• _Text shown_
=== Section Start ===
Published online May 29, 2011. doi:  10.1136/ard.2011.150102
PMCID: PMC3147229
Concise report

Confirmation of TNIP1 and IL23A as susceptibility loci for psoriatic arthritis

Abstract

Objectives

To investigate a shared genetic aetiology for skin involvement in psoriasis and psoriatic arthritis (PsA) by genotyping single-nucleotide polymorphisms (SNPs), reported to be associated in genome-wide association studies of psoriasis, in patients with PsA.

Methods

SNPs with reported evidence for association with psoriasis were genotyped in a PsA case and control collection from the UK and Ireland. Genotype and allele frequencies were compared between PsA cases and controls using the Armitage test for trend.

Results

Seven SNPs mapping to the IL1RN, TNIP1, TNFAIP3, TSC1, IL23A, SMARCA4 and RNF114 genes were successfully genotyped. The IL23A and TNIP1 genes showed convincing evidence for association (rs2066808, p = 9.1×10−7; rs17728338, p = 3.5×10−5, respectively) whilst SNPs mapping to the TNFAIP3, TSC1 and RNF114 genes showed nominal evidence for association (rs610604, p = 0.03; rs1076160, p = 0.03; rs495337, p = 0.0025). No evidence for association with IL1RN or SMARCA4 was found but the power to detect association was low.

Conclusions

SNPs mapping to previously reported psoriasis loci show evidence for association to PSA, thus supporting the hypothesis that the genetic aetiology of skin involvement is the same in both PsA and psoriasis.
=== Section End ===
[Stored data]
=== Section Start ===
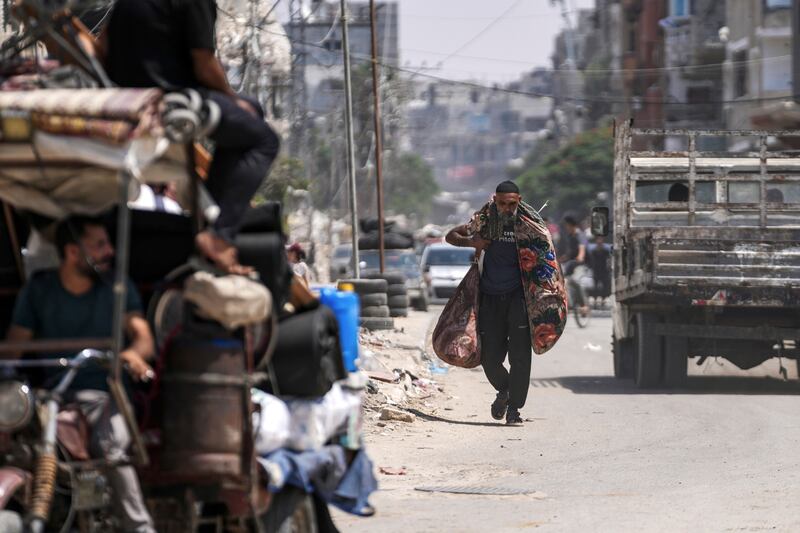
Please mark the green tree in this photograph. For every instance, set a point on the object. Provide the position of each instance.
(286, 172)
(570, 177)
(410, 185)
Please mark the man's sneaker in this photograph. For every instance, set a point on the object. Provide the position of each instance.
(513, 418)
(500, 405)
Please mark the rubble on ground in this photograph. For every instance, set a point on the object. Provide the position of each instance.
(401, 377)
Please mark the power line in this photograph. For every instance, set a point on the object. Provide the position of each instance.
(591, 71)
(642, 100)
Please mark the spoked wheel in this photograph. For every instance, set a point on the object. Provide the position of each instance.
=== Section End ===
• _Activity list_
**A)** Using the psoriatic arthritis abstract, decide whether each statement agrees with it. Answer yes or no for each and quote the words that decide it. (i) The SNPs were genotyped in a case and control collection from the UK and Ireland. (ii) Strong evidence for association was found for IL1RN. (iii) Genotype and allele frequencies were compared with the Armitage test for trend.
**B)** According to the psoriatic arthritis abstract, which SNP showed convincing evidence for association in the TNIP1 gene, and with what p-value?
**C)** Continue the psoriatic arthritis abstract from the end of its Conclusions section.

• _Answers to the exercises_
**A)**
(i) Yes: "SNPs with reported evidence for association with psoriasis were genotyped in a PsA case and control collection from the UK and Ireland."
(ii) No: "No evidence for association with IL1RN or SMARCA4 was found but the power to detect association was low."
(iii) Yes: "Genotype and allele frequencies were compared between PsA cases and controls using the Armitage test for trend."

**B)** rs17728338, with p = 3.5×10−5.

**C)**
Psoriatic arthritis (PsA) and psoriasis are both complex diseases with genetic and environmental contributions to their aetiology. Estimates suggest that the genetic contribution to PsA may be higher than psoriasis yet most work has been done on the latter given its greater population prevalence.1

Both diseases are characterised by psoriasis skin involvement; if the psoriasis is aetiologically identical, then all confirmed psoriasis susceptibility loci should also be associated with PsA. Of the psoriasis susceptibility loci studied to date, the HLA Cw*0602 allele and variants mapping to the IL23R and IL12B genes have been associated with PsA.24 It might be postulated that additional PsA susceptibility loci exist. This is supported by evidence that the IL13 gene locus is associated with PsA, but not psoriasis alone.5 6 Furthermore, the recently identified TRAF3IP2 gene locus shows stronger effect sizes in some,7 8 but not all,9 PsA populations compared with psoriasis, suggesting that it too may represent a PsA-specific locus. If the skin manifestations of both diseases represent a common phenotypic endpoint arising from different aetiologies, some differences in susceptibility loci would be expected. The identification of risk loci specific to psoriasis would provide compelling evidence that the genetic basis of the skin component of the two diseases was different. There has been some evidence reported to support this possibility. Variants within the LCE gene locus were reported to be associated with psoriasis but not PsA in a German cohort,10 but a subsequent study in a population from the British Isles showed association with PsA suggesting it is involved in psoriasis per se.11

Genome-wide association studies (GWAS) have resulted in the identification of further psoriasis susceptibility loci.12 13 This provides an opportunity to explore further the overlap in genetic susceptibility between psoriasis and PsA. If the genetic liability towards skin involvement is shared between the two diseases, then loci identified in psoriasis GWAS would also show evidence of association of the susceptibility with PsA.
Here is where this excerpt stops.